Records:

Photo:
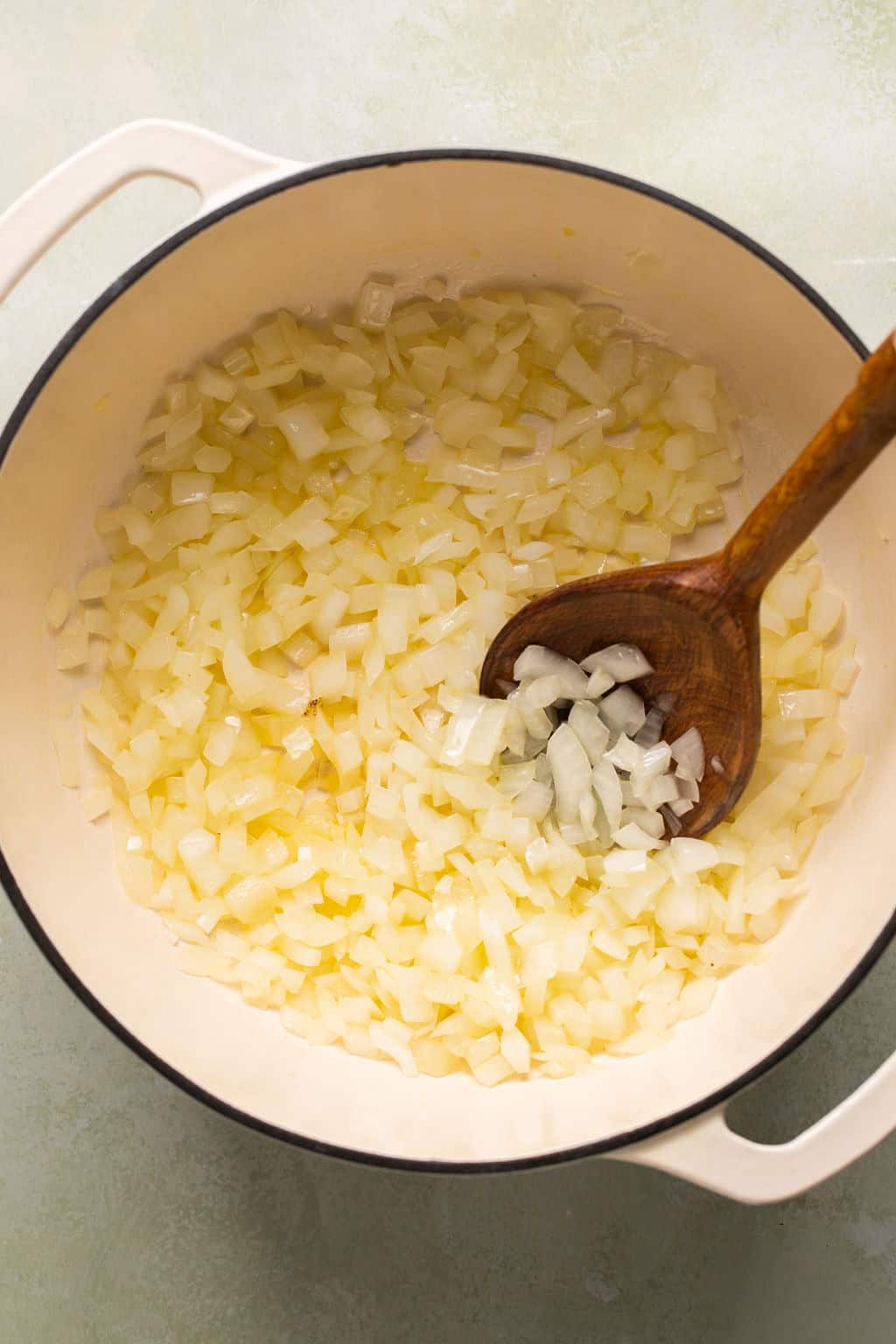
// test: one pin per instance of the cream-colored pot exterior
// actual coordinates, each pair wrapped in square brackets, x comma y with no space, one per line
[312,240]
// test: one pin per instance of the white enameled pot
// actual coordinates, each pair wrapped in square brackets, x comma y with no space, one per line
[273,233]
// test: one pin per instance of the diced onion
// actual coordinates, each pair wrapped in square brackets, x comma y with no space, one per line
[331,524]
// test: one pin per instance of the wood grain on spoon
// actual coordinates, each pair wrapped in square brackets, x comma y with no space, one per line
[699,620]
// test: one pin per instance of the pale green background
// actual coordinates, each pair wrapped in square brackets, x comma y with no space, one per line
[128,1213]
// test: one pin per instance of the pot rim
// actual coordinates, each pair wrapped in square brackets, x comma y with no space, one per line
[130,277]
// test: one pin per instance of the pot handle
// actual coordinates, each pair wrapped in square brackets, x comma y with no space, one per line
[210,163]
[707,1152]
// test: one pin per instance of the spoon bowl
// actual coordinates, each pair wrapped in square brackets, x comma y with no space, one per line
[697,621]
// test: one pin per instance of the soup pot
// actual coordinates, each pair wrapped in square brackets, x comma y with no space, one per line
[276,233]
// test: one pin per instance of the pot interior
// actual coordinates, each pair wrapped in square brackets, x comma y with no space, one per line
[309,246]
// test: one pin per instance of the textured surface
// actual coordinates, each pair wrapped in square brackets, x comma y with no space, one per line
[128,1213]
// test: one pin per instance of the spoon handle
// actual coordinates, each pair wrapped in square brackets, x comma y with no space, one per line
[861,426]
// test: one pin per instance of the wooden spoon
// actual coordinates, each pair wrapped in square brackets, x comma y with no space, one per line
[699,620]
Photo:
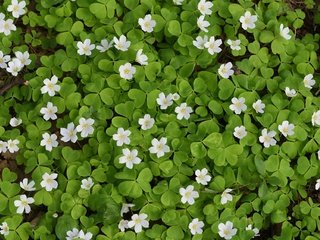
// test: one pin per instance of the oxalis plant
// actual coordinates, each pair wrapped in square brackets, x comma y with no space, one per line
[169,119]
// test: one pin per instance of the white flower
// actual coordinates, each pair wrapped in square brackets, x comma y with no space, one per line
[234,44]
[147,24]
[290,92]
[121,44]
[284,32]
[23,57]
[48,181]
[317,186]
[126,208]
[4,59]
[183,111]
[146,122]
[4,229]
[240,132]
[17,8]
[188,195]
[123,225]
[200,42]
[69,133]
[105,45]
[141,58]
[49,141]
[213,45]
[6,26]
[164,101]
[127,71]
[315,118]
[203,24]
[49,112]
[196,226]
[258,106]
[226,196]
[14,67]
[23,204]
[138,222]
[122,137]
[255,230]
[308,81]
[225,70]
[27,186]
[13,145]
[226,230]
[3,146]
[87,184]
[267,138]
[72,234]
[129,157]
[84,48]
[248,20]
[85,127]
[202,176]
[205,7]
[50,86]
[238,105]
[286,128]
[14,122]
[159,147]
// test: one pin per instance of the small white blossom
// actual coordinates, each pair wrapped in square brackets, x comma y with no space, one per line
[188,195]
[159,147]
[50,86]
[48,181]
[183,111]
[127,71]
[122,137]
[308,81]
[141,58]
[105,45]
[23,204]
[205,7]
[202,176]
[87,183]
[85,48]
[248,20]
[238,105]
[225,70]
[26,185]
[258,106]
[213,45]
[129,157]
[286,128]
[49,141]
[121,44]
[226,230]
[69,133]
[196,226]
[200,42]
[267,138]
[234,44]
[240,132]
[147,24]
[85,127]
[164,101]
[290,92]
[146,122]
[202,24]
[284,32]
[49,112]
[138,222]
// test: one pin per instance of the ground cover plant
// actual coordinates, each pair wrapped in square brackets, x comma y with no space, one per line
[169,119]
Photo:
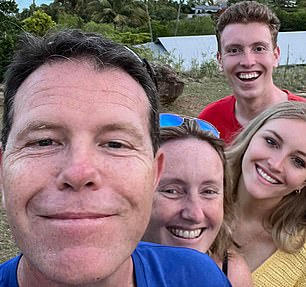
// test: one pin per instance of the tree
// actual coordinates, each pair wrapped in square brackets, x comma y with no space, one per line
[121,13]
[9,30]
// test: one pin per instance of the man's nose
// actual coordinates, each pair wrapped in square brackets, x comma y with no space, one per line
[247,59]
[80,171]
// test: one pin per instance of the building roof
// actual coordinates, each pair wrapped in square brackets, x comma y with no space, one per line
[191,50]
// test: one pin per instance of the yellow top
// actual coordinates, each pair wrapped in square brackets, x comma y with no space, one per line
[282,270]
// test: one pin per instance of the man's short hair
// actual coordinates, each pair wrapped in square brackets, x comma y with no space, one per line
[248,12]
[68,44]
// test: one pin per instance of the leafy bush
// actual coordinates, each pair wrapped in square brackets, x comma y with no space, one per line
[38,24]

Objective: Copy the records word for word, starting with the line that contains "ground cover plant" and continuing through the end of the records. Leave the pictures out of your copy.

Solution:
// test: one pin per instance of the ground cover plant
// actual coordinates, each pair wrapped in square brackets, x comma y with no space, one per line
[169,119]
Photo:
// test: one pin per instance of the tree
// actual coordinates, each pair wrapped in square brackets, x comma y with no space, one per line
[121,13]
[9,30]
// test: one pin per instance of the man's nose
// actual coordinates, each pair wrapped in square brackets, x comma y with no space, one per line
[247,59]
[80,171]
// test: one pin per instance of the building roof
// actual coordinates, each pair wrapped in square brackets, x comma y with no space, one per line
[191,50]
// test: one pin per instance of the yellow top
// actual coordinates, each pair wrapped in square brackets, x comma y with no space, one per line
[282,270]
// test: one pin per instance of the man's short hair
// actual coordinates, each pair wrapped in square brackets, x comma y with no space, one per line
[248,12]
[68,44]
// test: one pin per instance of the leafy bush
// actual coordinates, each pair wrapped in square brackets, x comma y with no space, one per line
[38,24]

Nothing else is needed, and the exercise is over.